The problem:
Which lines of the data contain the string "mask"? Copy every one.

Data listing:
*** Block opens ***
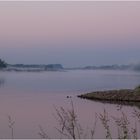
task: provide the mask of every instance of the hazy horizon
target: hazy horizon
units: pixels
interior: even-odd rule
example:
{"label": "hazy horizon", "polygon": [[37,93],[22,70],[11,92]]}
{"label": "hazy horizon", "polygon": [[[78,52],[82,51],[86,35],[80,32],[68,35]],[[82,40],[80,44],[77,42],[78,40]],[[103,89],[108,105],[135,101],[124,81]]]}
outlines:
{"label": "hazy horizon", "polygon": [[0,2],[0,58],[65,67],[140,62],[140,2]]}

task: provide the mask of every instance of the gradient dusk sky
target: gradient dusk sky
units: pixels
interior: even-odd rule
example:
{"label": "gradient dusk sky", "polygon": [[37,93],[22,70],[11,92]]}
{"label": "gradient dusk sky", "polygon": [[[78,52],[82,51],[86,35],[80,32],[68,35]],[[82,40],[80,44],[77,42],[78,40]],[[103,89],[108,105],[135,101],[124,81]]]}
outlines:
{"label": "gradient dusk sky", "polygon": [[140,1],[1,1],[0,58],[66,67],[140,62]]}

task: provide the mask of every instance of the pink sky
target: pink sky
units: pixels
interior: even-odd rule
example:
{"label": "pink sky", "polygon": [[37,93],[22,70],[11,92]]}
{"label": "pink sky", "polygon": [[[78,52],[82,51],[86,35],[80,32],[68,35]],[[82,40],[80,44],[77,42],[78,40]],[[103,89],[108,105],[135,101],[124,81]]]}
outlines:
{"label": "pink sky", "polygon": [[2,40],[125,40],[140,36],[140,2],[0,2]]}
{"label": "pink sky", "polygon": [[139,52],[139,1],[0,2],[0,57],[9,63],[125,64]]}

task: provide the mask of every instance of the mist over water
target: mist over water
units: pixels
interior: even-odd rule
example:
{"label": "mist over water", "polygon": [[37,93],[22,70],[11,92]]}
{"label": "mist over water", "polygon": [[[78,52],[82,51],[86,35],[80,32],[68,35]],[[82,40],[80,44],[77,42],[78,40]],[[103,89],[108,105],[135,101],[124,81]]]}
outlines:
{"label": "mist over water", "polygon": [[[70,107],[72,99],[79,120],[85,128],[93,122],[95,113],[105,108],[116,116],[117,105],[82,100],[79,94],[121,88],[135,88],[140,83],[140,73],[134,71],[71,70],[67,72],[0,72],[0,131],[2,138],[10,138],[7,116],[15,119],[15,138],[39,138],[38,125],[58,138],[54,106]],[[2,80],[5,79],[5,80]],[[4,82],[5,81],[5,82]],[[71,96],[68,99],[67,96]],[[137,108],[137,107],[136,107]],[[124,106],[124,112],[132,120],[133,107]],[[113,127],[113,126],[111,126]],[[100,131],[98,131],[100,130]],[[113,128],[113,134],[115,129]],[[104,138],[97,127],[96,138]],[[116,135],[116,134],[114,134]]]}

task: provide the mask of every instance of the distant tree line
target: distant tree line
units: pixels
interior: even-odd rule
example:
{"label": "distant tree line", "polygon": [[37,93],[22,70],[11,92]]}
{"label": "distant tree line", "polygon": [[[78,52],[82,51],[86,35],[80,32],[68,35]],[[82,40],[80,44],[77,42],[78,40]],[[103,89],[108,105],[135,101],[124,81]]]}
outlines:
{"label": "distant tree line", "polygon": [[140,71],[140,63],[130,65],[102,65],[102,66],[86,66],[82,69],[93,69],[93,70],[136,70]]}
{"label": "distant tree line", "polygon": [[6,68],[6,67],[7,64],[2,59],[0,59],[0,68]]}

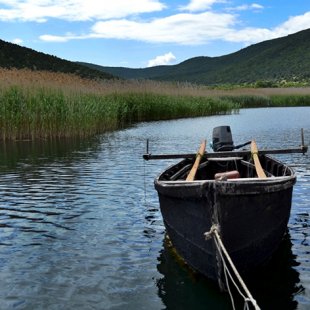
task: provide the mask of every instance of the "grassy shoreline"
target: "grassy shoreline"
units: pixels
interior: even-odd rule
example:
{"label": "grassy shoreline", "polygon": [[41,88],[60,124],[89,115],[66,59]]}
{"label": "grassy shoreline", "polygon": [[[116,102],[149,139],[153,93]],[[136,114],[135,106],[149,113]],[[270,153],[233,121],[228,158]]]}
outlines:
{"label": "grassy shoreline", "polygon": [[0,140],[87,137],[134,122],[310,106],[310,89],[212,90],[152,81],[90,81],[0,69]]}
{"label": "grassy shoreline", "polygon": [[0,139],[86,137],[134,122],[229,114],[226,99],[152,93],[66,94],[11,86],[0,93]]}

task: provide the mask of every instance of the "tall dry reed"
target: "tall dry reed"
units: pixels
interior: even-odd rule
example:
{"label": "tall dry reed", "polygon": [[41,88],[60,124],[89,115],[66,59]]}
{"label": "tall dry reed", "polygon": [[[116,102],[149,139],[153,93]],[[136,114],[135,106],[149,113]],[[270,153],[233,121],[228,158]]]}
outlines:
{"label": "tall dry reed", "polygon": [[90,81],[74,75],[0,71],[0,139],[89,136],[132,122],[231,113],[227,99],[193,87],[138,81]]}
{"label": "tall dry reed", "polygon": [[0,139],[89,136],[132,122],[309,105],[309,89],[209,89],[189,83],[94,81],[0,69]]}

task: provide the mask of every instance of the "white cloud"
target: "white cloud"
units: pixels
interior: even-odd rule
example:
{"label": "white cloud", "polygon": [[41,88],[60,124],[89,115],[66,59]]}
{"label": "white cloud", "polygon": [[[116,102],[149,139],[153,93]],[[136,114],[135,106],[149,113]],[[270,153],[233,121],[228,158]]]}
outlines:
{"label": "white cloud", "polygon": [[190,12],[197,12],[197,11],[204,11],[210,9],[213,4],[215,3],[222,3],[225,2],[224,0],[190,0],[188,5],[181,6],[180,10],[182,11],[190,11]]}
{"label": "white cloud", "polygon": [[22,39],[16,38],[11,41],[14,44],[22,44],[24,41]]}
{"label": "white cloud", "polygon": [[276,27],[274,33],[276,37],[279,37],[308,28],[310,28],[310,12],[290,17],[286,22]]}
{"label": "white cloud", "polygon": [[264,8],[264,6],[262,6],[261,4],[258,4],[258,3],[253,3],[253,4],[250,5],[250,7],[252,9],[258,9],[258,10],[261,10],[261,9]]}
{"label": "white cloud", "polygon": [[151,21],[113,19],[95,23],[88,35],[45,34],[40,36],[40,39],[66,42],[73,39],[103,38],[195,45],[221,38],[234,23],[233,15],[211,12],[177,14]]}
{"label": "white cloud", "polygon": [[[225,0],[191,0],[181,8],[191,12],[143,20],[141,17],[136,18],[137,15],[163,10],[165,5],[162,0],[0,0],[0,20],[6,16],[7,19],[23,18],[42,22],[54,17],[94,22],[82,34],[41,35],[40,39],[46,42],[102,38],[179,45],[198,45],[220,40],[248,45],[310,28],[310,12],[290,17],[274,28],[241,28],[242,22],[236,11],[264,9],[258,3],[223,8],[230,13],[211,10],[194,12],[224,2],[229,3]],[[5,4],[7,9],[1,9],[1,4]]]}
{"label": "white cloud", "polygon": [[286,22],[273,29],[267,28],[245,28],[242,30],[231,30],[223,38],[226,41],[243,42],[246,44],[258,43],[278,37],[283,37],[304,29],[310,28],[310,12],[303,15],[290,17]]}
{"label": "white cloud", "polygon": [[233,11],[249,11],[249,10],[255,10],[255,11],[260,11],[263,10],[264,7],[260,4],[257,3],[252,3],[252,4],[243,4],[239,5],[234,8],[226,8],[226,11],[233,12]]}
{"label": "white cloud", "polygon": [[83,39],[83,37],[79,36],[54,36],[50,34],[44,34],[40,36],[40,40],[46,41],[46,42],[67,42],[69,40],[74,40],[74,39]]}
{"label": "white cloud", "polygon": [[234,23],[235,17],[230,14],[176,14],[148,22],[127,19],[97,22],[90,36],[194,45],[223,37]]}
{"label": "white cloud", "polygon": [[243,43],[257,43],[310,28],[310,12],[290,17],[275,28],[237,29],[238,20],[234,14],[212,12],[182,13],[150,21],[112,19],[98,21],[90,33],[40,36],[43,41],[66,42],[76,39],[103,38],[135,40],[149,43],[174,43],[180,45],[206,44],[221,40]]}
{"label": "white cloud", "polygon": [[161,11],[164,8],[160,0],[1,0],[0,20],[104,20]]}
{"label": "white cloud", "polygon": [[176,57],[171,53],[167,53],[165,55],[157,56],[154,59],[148,61],[148,67],[161,66],[161,65],[169,65],[171,62],[176,60]]}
*** Block closes ***
Result:
task: provide the mask of every instance of the hazy horizon
task: provide the mask of every instance of the gradient dusk sky
task: provide the mask of every instance of the pink sky
task: provide the mask of every instance of the mist over water
task: provide the mask of every instance of the distant tree line
task: provide the mask of every instance of the "grassy shoreline"
task: provide the mask of every instance of the "tall dry reed"
task: provide the mask of every instance of the "white cloud"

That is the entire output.